> [PROBLEM DETAILS]: Leaving the pictures aside, repeat the entries exactly.

> [DATA]:
--------------------------------
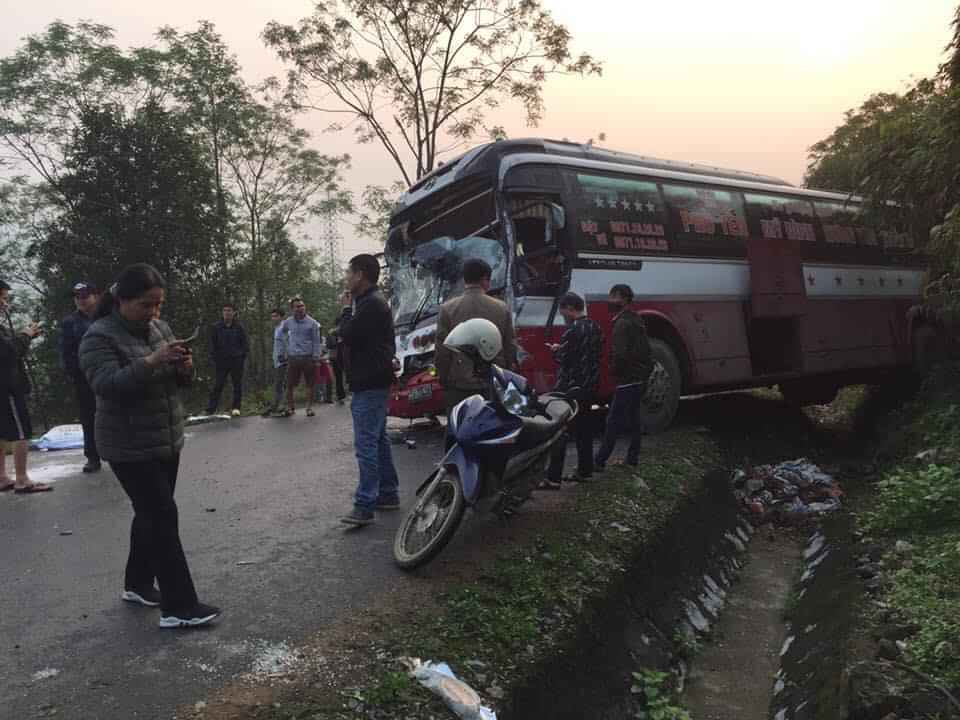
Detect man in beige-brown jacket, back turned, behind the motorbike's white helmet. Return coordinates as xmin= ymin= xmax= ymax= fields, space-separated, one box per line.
xmin=436 ymin=259 xmax=517 ymax=412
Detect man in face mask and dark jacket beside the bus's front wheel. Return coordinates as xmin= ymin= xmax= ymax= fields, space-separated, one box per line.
xmin=595 ymin=285 xmax=653 ymax=471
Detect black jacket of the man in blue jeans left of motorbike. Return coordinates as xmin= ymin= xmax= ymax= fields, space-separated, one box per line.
xmin=338 ymin=287 xmax=396 ymax=392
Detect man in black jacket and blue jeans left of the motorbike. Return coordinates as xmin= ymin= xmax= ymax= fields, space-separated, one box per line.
xmin=339 ymin=255 xmax=400 ymax=526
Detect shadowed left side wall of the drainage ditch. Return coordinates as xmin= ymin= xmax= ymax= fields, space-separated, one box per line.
xmin=500 ymin=472 xmax=753 ymax=720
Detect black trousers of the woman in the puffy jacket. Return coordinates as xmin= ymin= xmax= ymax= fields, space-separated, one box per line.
xmin=110 ymin=455 xmax=197 ymax=615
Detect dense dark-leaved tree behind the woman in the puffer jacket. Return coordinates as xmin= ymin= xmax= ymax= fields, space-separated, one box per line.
xmin=33 ymin=103 xmax=217 ymax=331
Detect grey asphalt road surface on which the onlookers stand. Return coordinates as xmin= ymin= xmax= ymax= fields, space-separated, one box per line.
xmin=0 ymin=406 xmax=442 ymax=720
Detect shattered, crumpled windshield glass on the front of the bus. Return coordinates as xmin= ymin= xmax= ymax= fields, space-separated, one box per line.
xmin=387 ymin=231 xmax=507 ymax=325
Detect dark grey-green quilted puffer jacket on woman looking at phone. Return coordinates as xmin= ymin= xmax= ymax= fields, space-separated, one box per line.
xmin=80 ymin=311 xmax=190 ymax=462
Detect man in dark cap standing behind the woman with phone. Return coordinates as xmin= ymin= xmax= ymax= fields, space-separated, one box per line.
xmin=60 ymin=282 xmax=100 ymax=473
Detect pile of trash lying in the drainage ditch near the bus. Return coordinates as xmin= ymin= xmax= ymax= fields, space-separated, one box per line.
xmin=733 ymin=458 xmax=843 ymax=524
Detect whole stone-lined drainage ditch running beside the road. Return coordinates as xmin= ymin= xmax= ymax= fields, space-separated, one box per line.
xmin=501 ymin=472 xmax=861 ymax=720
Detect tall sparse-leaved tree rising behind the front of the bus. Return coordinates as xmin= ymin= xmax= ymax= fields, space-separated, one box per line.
xmin=263 ymin=0 xmax=601 ymax=186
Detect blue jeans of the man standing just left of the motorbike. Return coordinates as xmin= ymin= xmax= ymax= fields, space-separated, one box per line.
xmin=350 ymin=388 xmax=400 ymax=510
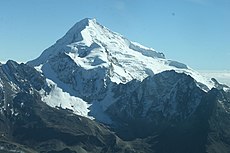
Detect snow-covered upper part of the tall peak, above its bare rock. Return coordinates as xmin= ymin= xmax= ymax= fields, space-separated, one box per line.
xmin=28 ymin=18 xmax=214 ymax=87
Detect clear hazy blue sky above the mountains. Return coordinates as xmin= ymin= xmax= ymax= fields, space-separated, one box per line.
xmin=0 ymin=0 xmax=230 ymax=70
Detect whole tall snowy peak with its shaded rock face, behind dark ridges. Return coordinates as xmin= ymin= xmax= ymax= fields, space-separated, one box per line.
xmin=28 ymin=19 xmax=217 ymax=122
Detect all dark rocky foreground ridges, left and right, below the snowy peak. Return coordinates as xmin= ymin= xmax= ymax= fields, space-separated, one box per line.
xmin=0 ymin=61 xmax=230 ymax=153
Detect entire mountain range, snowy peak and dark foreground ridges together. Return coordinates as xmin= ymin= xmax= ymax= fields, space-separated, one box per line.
xmin=0 ymin=18 xmax=230 ymax=153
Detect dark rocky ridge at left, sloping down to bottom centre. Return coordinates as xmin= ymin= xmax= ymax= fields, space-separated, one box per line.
xmin=0 ymin=61 xmax=149 ymax=153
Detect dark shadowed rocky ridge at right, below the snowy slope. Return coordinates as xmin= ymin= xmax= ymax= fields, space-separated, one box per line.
xmin=104 ymin=71 xmax=230 ymax=153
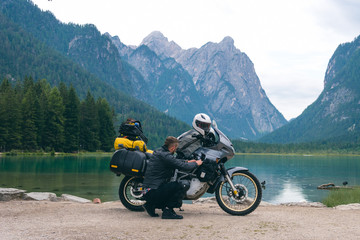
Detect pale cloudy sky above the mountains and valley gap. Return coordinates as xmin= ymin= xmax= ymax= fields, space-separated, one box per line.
xmin=33 ymin=0 xmax=360 ymax=120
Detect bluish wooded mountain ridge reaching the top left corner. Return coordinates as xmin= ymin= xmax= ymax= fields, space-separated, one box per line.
xmin=0 ymin=0 xmax=147 ymax=93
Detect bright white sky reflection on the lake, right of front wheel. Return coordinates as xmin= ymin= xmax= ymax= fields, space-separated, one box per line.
xmin=269 ymin=182 xmax=307 ymax=204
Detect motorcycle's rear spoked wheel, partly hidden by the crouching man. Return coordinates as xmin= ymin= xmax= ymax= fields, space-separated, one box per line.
xmin=119 ymin=176 xmax=145 ymax=212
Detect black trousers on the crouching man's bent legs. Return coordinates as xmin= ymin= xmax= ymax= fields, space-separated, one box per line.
xmin=145 ymin=182 xmax=185 ymax=209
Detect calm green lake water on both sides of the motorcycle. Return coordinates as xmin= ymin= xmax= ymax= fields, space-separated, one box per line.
xmin=0 ymin=155 xmax=360 ymax=203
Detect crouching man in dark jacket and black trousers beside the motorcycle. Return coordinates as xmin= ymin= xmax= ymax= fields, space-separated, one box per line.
xmin=143 ymin=136 xmax=202 ymax=219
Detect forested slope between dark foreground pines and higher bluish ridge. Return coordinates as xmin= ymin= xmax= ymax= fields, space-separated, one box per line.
xmin=0 ymin=9 xmax=189 ymax=148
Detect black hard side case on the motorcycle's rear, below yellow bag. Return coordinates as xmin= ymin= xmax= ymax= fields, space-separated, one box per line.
xmin=110 ymin=148 xmax=148 ymax=176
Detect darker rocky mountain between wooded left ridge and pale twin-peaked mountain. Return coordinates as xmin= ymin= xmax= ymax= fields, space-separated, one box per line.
xmin=107 ymin=34 xmax=205 ymax=122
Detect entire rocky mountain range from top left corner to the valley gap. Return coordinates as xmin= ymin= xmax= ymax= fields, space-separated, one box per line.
xmin=0 ymin=0 xmax=286 ymax=139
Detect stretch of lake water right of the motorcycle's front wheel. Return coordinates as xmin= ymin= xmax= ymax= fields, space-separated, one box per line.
xmin=226 ymin=155 xmax=360 ymax=203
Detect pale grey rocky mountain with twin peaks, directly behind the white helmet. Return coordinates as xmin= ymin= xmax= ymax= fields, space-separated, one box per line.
xmin=136 ymin=32 xmax=287 ymax=139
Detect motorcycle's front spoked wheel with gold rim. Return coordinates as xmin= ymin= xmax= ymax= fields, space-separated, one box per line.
xmin=215 ymin=171 xmax=262 ymax=216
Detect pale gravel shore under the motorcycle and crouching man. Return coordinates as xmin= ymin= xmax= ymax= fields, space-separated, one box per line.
xmin=0 ymin=201 xmax=360 ymax=240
--------------------------------
> [FINISHED EXERCISE]:
Detect man in beige-brown jacket, back turned, behind the motorbike's white helmet. Return coordinates as xmin= ymin= xmax= ymax= fields, space-separated, one box per line.
xmin=436 ymin=259 xmax=517 ymax=412
Detect man in face mask and dark jacket beside the bus's front wheel. Return coordinates as xmin= ymin= xmax= ymax= fields, space-separated, one box per line.
xmin=595 ymin=285 xmax=653 ymax=471
Detect black jacket of the man in blue jeans left of motorbike. Return coordinates as xmin= ymin= xmax= ymax= fields, space-separated, one box per line.
xmin=338 ymin=287 xmax=396 ymax=392
Detect man in black jacket and blue jeans left of the motorbike. Return coordinates as xmin= ymin= xmax= ymax= fields, space-separated, one box per line.
xmin=339 ymin=255 xmax=400 ymax=526
Detect shadowed left side wall of the drainage ditch. Return coordinates as xmin= ymin= xmax= ymax= fields, space-separated, one box per line.
xmin=500 ymin=472 xmax=753 ymax=720
Detect black trousers of the woman in the puffy jacket. Return coordinates as xmin= ymin= xmax= ymax= fields, space-separated, one box per line.
xmin=110 ymin=455 xmax=197 ymax=615
Detect dense dark-leaved tree behind the woman in the puffer jacket. Return coordinates as xmin= ymin= xmax= ymax= fields, space-separated, one box per line.
xmin=33 ymin=103 xmax=217 ymax=331
Detect grey asphalt road surface on which the onlookers stand. Return coordinates as xmin= ymin= xmax= ymax= fields, space-separated, one box per line.
xmin=0 ymin=406 xmax=442 ymax=720
Detect shattered, crumpled windshield glass on the front of the bus. Return coordinates as xmin= ymin= xmax= ymax= fields, space-separated, one box per line.
xmin=387 ymin=231 xmax=507 ymax=325
Detect dark grey-green quilted puffer jacket on woman looking at phone. Return coordinates as xmin= ymin= xmax= ymax= fields, space-separated, one box per line.
xmin=80 ymin=311 xmax=190 ymax=462
Detect man in dark cap standing behind the woman with phone. Return coordinates as xmin= ymin= xmax= ymax= fields, space-separated, one box per line.
xmin=60 ymin=282 xmax=100 ymax=473
Detect pile of trash lying in the drainage ditch near the bus. Return coordinates as xmin= ymin= xmax= ymax= fields, space-separated, one box per line.
xmin=733 ymin=458 xmax=843 ymax=524
Detect whole stone-lined drainage ditch running beside the road. Return coordinates as xmin= ymin= xmax= ymax= fields, space-separated, one box per line.
xmin=501 ymin=472 xmax=861 ymax=720
Detect tall sparse-leaved tree rising behind the front of the bus. Return coordinates as xmin= ymin= xmax= ymax= fields, space-separated, one box per line.
xmin=263 ymin=0 xmax=601 ymax=186
Detect blue jeans of the man standing just left of the motorbike. Return coordinates as xmin= ymin= xmax= ymax= fields, space-separated, one box per line.
xmin=350 ymin=388 xmax=400 ymax=510
Detect snow-covered upper part of the tall peak, above its bare rock. Return coordinates as xmin= ymin= xmax= ymax= fields, space-separated, one box per line.
xmin=28 ymin=18 xmax=214 ymax=87
Detect clear hazy blue sky above the mountains. Return coordinates as xmin= ymin= xmax= ymax= fields, space-separated, one box per line.
xmin=0 ymin=0 xmax=230 ymax=70
Detect whole tall snowy peak with its shaded rock face, behind dark ridges. Return coordinates as xmin= ymin= xmax= ymax= fields, space-separated, one box per line.
xmin=28 ymin=19 xmax=217 ymax=122
Detect all dark rocky foreground ridges, left and right, below the snowy peak. Return coordinates as xmin= ymin= xmax= ymax= fields, space-separated, one box per line.
xmin=0 ymin=61 xmax=230 ymax=153
Detect entire mountain range, snowy peak and dark foreground ridges together. Return coordinates as xmin= ymin= xmax= ymax= fields, space-separated, one box per line.
xmin=0 ymin=18 xmax=230 ymax=153
Detect dark rocky ridge at left, sloping down to bottom centre. Return coordinates as xmin= ymin= xmax= ymax= fields, space-separated, one box per line.
xmin=0 ymin=61 xmax=149 ymax=153
Detect dark shadowed rocky ridge at right, below the snowy slope. Return coordinates as xmin= ymin= xmax= ymax= fields, space-separated, one box per line.
xmin=104 ymin=71 xmax=230 ymax=153
Detect pale cloudy sky above the mountains and valley gap. Return coordinates as xmin= ymin= xmax= ymax= fields, space-separated, one box per line.
xmin=33 ymin=0 xmax=360 ymax=120
Detect bluish wooded mountain ridge reaching the top left corner. Return coordinates as xmin= ymin= xmax= ymax= fields, space-separated, one box per line.
xmin=0 ymin=0 xmax=147 ymax=93
Detect bright white sky reflection on the lake, right of front wheel. Return coordinates as xmin= ymin= xmax= ymax= fields, space-separated, one box per line.
xmin=269 ymin=182 xmax=307 ymax=204
Detect motorcycle's rear spoked wheel, partly hidden by the crouching man. Return coordinates as xmin= ymin= xmax= ymax= fields, space-separated, one box per line.
xmin=119 ymin=176 xmax=145 ymax=212
Detect black trousers on the crouching man's bent legs. Return coordinates as xmin= ymin= xmax= ymax= fields, space-separated, one box per line.
xmin=145 ymin=182 xmax=185 ymax=209
Detect calm green lake water on both sides of the motorcycle. Return coordinates as xmin= ymin= xmax= ymax= fields, space-separated, one box per line.
xmin=0 ymin=155 xmax=360 ymax=203
Detect crouching man in dark jacket and black trousers beside the motorcycle. Return coordinates as xmin= ymin= xmax= ymax= fields, space-separated, one box per line.
xmin=143 ymin=136 xmax=202 ymax=219
Detect forested slope between dark foreground pines and higher bluish ridge. Return coordinates as xmin= ymin= xmax= ymax= fields, space-separated, one box per line.
xmin=0 ymin=9 xmax=189 ymax=148
Detect black hard side case on the motorcycle's rear, below yellow bag. Return coordinates as xmin= ymin= xmax= ymax= fields, space-separated, one box per line.
xmin=110 ymin=148 xmax=148 ymax=176
Detect darker rocky mountain between wooded left ridge and pale twin-peaked mountain. Return coordinates as xmin= ymin= xmax= ymax= fields, space-separated, one box per line.
xmin=107 ymin=34 xmax=205 ymax=122
Detect entire rocky mountain range from top left corner to the valley gap. Return coordinates as xmin= ymin= xmax= ymax= fields, space-separated, one box per line.
xmin=0 ymin=0 xmax=286 ymax=139
Detect stretch of lake water right of the motorcycle's front wheel. Return coordinates as xmin= ymin= xmax= ymax= fields, space-separated, one box per line.
xmin=226 ymin=155 xmax=360 ymax=203
Detect pale grey rocky mountain with twin peaks, directly behind the white helmet. Return coordinates as xmin= ymin= xmax= ymax= fields, space-separated, one box per line.
xmin=136 ymin=32 xmax=287 ymax=139
Detect motorcycle's front spoked wheel with gold rim. Return coordinates as xmin= ymin= xmax= ymax= fields, space-separated, one box per line.
xmin=215 ymin=171 xmax=262 ymax=216
Detect pale gravel shore under the motorcycle and crouching man. Return coordinates as xmin= ymin= xmax= ymax= fields, space-separated, one box per line.
xmin=0 ymin=201 xmax=360 ymax=240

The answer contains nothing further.